• _Stored data_:

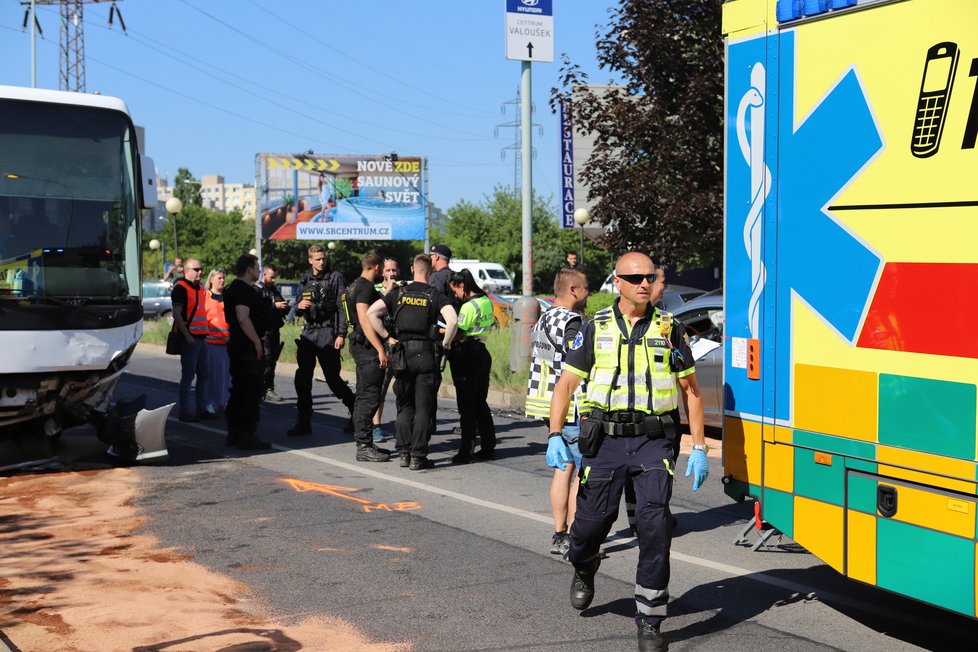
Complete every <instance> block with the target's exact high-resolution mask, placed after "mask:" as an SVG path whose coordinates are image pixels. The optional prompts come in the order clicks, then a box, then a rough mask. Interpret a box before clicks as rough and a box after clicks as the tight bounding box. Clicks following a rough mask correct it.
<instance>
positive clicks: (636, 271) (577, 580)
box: [547, 252, 709, 651]
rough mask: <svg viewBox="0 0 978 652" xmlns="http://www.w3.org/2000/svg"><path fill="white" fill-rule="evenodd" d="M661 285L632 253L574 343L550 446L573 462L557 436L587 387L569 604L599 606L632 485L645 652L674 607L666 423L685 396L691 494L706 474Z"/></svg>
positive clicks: (668, 425) (700, 483)
mask: <svg viewBox="0 0 978 652" xmlns="http://www.w3.org/2000/svg"><path fill="white" fill-rule="evenodd" d="M661 282H662V281H661V280H660V276H659V275H658V274H657V273H656V269H655V265H654V264H653V263H652V260H651V259H650V258H649V257H648V256H646V255H645V254H642V253H637V252H633V253H628V254H625V255H624V256H622V257H621V258H620V259H619V260H618V264H617V266H616V269H615V281H614V283H615V287H616V288H617V289H618V290H619V292H620V293H621V295H620V297H619V298H618V300H617V301H616V302H615V303H614V304H612V306H611V307H609V308H606V309H604V310H601V311H600V312H598V313H597V314H596V315H595V316H594V319H593V320H591V321H588V322H587V323H586V324H585V325H584V328H583V329H582V330H581V332H580V333H578V335H577V337H576V338H575V339H574V342H573V343H571V345H570V347H569V351H568V353H567V358H566V359H565V360H564V370H563V373H562V374H561V376H560V380H558V381H557V386H556V387H555V388H554V394H553V400H552V403H551V408H550V429H551V430H552V432H551V434H550V436H549V439H548V442H547V457H548V459H549V458H550V457H551V456H553V457H554V458H555V459H558V460H560V459H563V460H567V461H569V460H570V451H569V450H567V445H566V444H565V443H564V439H563V437H561V432H560V431H561V427H562V426H563V424H564V420H565V418H566V416H567V409H568V406H569V404H570V400H571V397H572V396H573V395H574V392H575V390H576V388H577V386H578V385H579V384H580V381H581V380H582V379H587V381H588V386H587V394H586V407H585V409H589V410H590V412H589V414H587V415H585V416H583V417H582V418H581V436H580V441H579V445H580V449H581V452H582V453H583V455H584V461H583V464H584V469H583V470H582V471H581V473H580V478H581V480H580V486H579V487H578V494H577V513H576V515H575V518H574V524H573V525H572V526H571V531H570V535H571V542H570V550H569V552H568V553H567V558H568V560H569V561H571V563H573V564H574V576H573V580H572V583H571V589H570V602H571V606H572V607H574V608H575V609H586V608H587V607H588V606H589V605H590V604H591V600H593V599H594V575H595V573H596V572H597V570H598V565H599V554H598V553H599V550H598V547H599V546H600V545H601V543H602V542H603V541H604V539H605V537H606V536H607V535H608V532H609V530H610V529H611V526H612V524H613V523H614V522H615V519H616V518H617V517H618V505H619V503H620V502H621V494H622V489H623V483H624V481H625V477H626V476H631V477H632V478H633V480H634V483H635V492H636V496H637V499H638V500H637V504H638V510H637V514H636V517H637V519H638V538H639V561H638V568H637V570H636V576H635V606H636V613H635V622H636V624H637V625H638V646H639V650H640V651H648V650H665V649H668V645H667V644H666V642H665V641H664V640H663V638H662V635H661V633H660V631H659V627H660V625H661V623H662V621H663V619H664V618H665V616H666V605H667V603H668V600H669V548H670V545H671V542H672V523H671V519H670V512H669V499H670V497H671V495H672V481H673V476H674V473H673V464H672V454H673V442H674V440H675V437H676V427H675V424H674V423H673V421H672V419H671V418H670V417H669V416H668V415H669V412H671V411H672V410H673V409H675V407H676V406H677V405H678V401H679V391H682V393H683V394H684V395H685V400H686V403H687V406H688V414H689V428H690V434H691V435H692V437H693V452H692V453H691V454H690V456H689V460H688V462H687V467H686V475H687V476H688V475H689V474H690V473H691V472H692V473H694V481H693V491H696V490H697V489H699V487H700V485H701V484H702V483H703V481H704V480H705V479H706V477H707V475H708V474H709V467H708V464H707V457H706V453H707V449H706V441H705V438H704V433H703V404H702V398H701V395H700V388H699V385H698V384H697V381H696V373H695V372H696V369H695V367H694V365H693V355H692V352H691V351H690V350H689V345H688V343H687V338H686V334H685V331H684V329H683V327H682V325H681V324H679V323H678V322H673V321H672V315H671V314H669V313H666V312H662V311H660V310H659V309H657V308H655V307H654V306H653V305H652V304H651V302H650V300H651V298H652V297H653V296H654V294H655V290H654V286H655V284H656V283H661ZM677 379H678V389H677Z"/></svg>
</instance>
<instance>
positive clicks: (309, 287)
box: [299, 274, 337, 326]
mask: <svg viewBox="0 0 978 652" xmlns="http://www.w3.org/2000/svg"><path fill="white" fill-rule="evenodd" d="M331 276H332V274H327V275H326V276H325V277H323V278H315V277H312V276H310V277H307V281H306V283H305V285H303V286H302V288H301V294H300V295H299V300H302V299H307V300H309V301H311V302H312V306H311V307H310V308H308V309H307V310H306V315H305V321H306V325H307V326H313V325H315V326H319V325H322V324H326V323H327V322H329V325H332V321H333V320H334V318H335V317H336V312H337V308H336V299H337V296H336V295H337V293H336V288H335V284H334V283H331V282H330V277H331Z"/></svg>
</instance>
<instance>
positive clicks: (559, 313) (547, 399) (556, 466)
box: [525, 267, 588, 555]
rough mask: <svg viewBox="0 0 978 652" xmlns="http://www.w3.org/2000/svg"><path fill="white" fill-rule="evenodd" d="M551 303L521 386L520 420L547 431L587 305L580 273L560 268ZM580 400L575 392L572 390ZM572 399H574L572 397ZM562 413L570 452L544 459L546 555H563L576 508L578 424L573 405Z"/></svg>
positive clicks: (585, 289) (539, 331) (578, 405)
mask: <svg viewBox="0 0 978 652" xmlns="http://www.w3.org/2000/svg"><path fill="white" fill-rule="evenodd" d="M554 295H556V299H555V300H554V305H553V307H552V308H550V309H549V310H547V311H546V312H545V313H543V314H542V315H540V319H538V320H537V323H536V324H535V325H534V326H533V330H532V331H531V332H530V337H531V342H530V350H531V352H532V354H533V357H532V359H531V360H530V377H529V380H528V382H527V388H526V407H525V413H526V416H528V417H531V418H537V419H543V421H544V424H545V425H546V427H547V432H550V431H551V430H552V429H551V428H550V399H551V397H552V396H553V391H554V386H555V385H556V384H557V379H558V378H560V373H561V371H562V370H563V360H564V357H565V356H566V355H567V347H568V345H569V344H570V343H571V342H573V341H574V339H575V338H576V337H577V334H578V333H579V332H580V330H581V326H582V325H583V323H584V318H583V316H582V314H583V312H584V306H585V305H587V297H588V289H587V277H586V276H585V275H584V272H582V271H580V270H577V269H571V268H569V267H565V268H564V269H561V270H559V271H558V272H557V275H556V277H555V278H554ZM578 396H580V392H578ZM576 398H577V397H575V399H576ZM572 403H573V406H572V408H571V409H569V410H568V411H567V425H565V426H564V427H563V429H562V430H561V433H562V434H563V437H564V442H565V443H566V444H567V447H568V448H569V449H570V452H571V460H570V461H569V462H567V461H560V462H558V461H557V460H551V459H549V458H548V459H547V465H548V466H551V467H553V469H554V475H553V479H552V480H551V481H550V512H551V514H552V515H553V519H554V534H553V538H552V539H551V543H550V553H551V554H553V555H564V554H566V553H567V551H568V549H569V548H570V534H569V533H568V530H569V529H570V525H571V524H572V523H573V522H574V509H575V507H576V506H577V483H576V482H575V479H576V476H577V474H576V473H575V472H576V471H577V469H579V468H581V460H582V458H581V452H580V449H579V448H578V446H577V441H578V439H579V437H580V433H581V429H580V427H579V426H578V411H579V401H578V400H574V401H572Z"/></svg>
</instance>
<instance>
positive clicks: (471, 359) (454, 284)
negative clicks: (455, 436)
mask: <svg viewBox="0 0 978 652" xmlns="http://www.w3.org/2000/svg"><path fill="white" fill-rule="evenodd" d="M448 286H449V288H450V289H451V291H452V294H453V295H454V296H455V298H456V299H457V300H458V301H461V302H462V307H461V308H460V309H459V311H458V339H456V342H455V345H454V346H453V347H452V351H451V354H450V357H451V363H452V380H453V381H454V382H455V400H456V401H457V403H458V418H459V427H460V428H461V429H462V443H461V444H460V445H459V450H458V453H457V454H456V455H455V456H454V457H452V462H454V463H455V464H468V463H469V462H472V461H473V460H494V459H496V425H495V424H494V423H493V421H492V412H490V411H489V403H488V402H487V399H488V397H489V371H490V370H491V369H492V358H491V357H490V356H489V351H488V350H487V349H486V344H485V342H484V341H483V338H484V337H485V336H486V335H488V334H489V329H490V328H492V325H493V322H494V321H495V317H494V316H493V314H492V301H490V300H489V297H487V296H486V293H485V292H483V291H482V289H481V288H480V287H479V286H478V285H477V284H476V282H475V279H474V278H472V273H471V272H469V270H467V269H463V270H462V271H461V272H453V273H452V275H451V277H450V278H449V280H448ZM476 433H478V435H479V439H480V442H481V446H480V448H479V450H478V451H475V452H473V449H474V448H475V436H476Z"/></svg>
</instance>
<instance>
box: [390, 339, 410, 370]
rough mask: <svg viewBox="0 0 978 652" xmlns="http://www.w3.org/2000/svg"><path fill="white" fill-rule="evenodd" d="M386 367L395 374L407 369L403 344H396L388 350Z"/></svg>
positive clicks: (404, 351) (405, 357)
mask: <svg viewBox="0 0 978 652" xmlns="http://www.w3.org/2000/svg"><path fill="white" fill-rule="evenodd" d="M387 365H388V366H389V367H390V370H391V371H393V372H395V373H397V372H399V371H404V370H405V369H407V353H405V351H404V344H403V343H401V342H398V343H397V344H395V345H394V346H392V347H391V348H390V352H389V353H388V354H387Z"/></svg>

• _YOUR ASSIGNMENT_: Your answer should be each line from the entries that includes the string "rough".

• _EXERCISE RESPONSE_:
Complete every <instance> block with the target's exact high-resolution mask, placed after "mask:" as an SVG path whose coordinates are image pixels. The optional prompts come in the order clicks, then a box, then a rough mask. Interpret a box before clicks as rough and a box after clicks as the tight bounding box. Clicks following a rough mask correct it.
rough mask: <svg viewBox="0 0 978 652" xmlns="http://www.w3.org/2000/svg"><path fill="white" fill-rule="evenodd" d="M661 285L632 253L574 343L550 446L573 462L557 436L587 387L569 604L599 606L632 485L645 652L674 607L666 423L685 396L691 494L706 474Z"/></svg>
rough mask: <svg viewBox="0 0 978 652" xmlns="http://www.w3.org/2000/svg"><path fill="white" fill-rule="evenodd" d="M551 303L521 386L520 420L547 431L587 305L580 273L560 268ZM580 400L575 392L572 390ZM572 399H574L572 397ZM562 413L570 452L544 459L546 555H563L576 508L578 424L573 405Z"/></svg>
rough mask: <svg viewBox="0 0 978 652" xmlns="http://www.w3.org/2000/svg"><path fill="white" fill-rule="evenodd" d="M386 367L395 374L407 369L403 344H396L388 350Z"/></svg>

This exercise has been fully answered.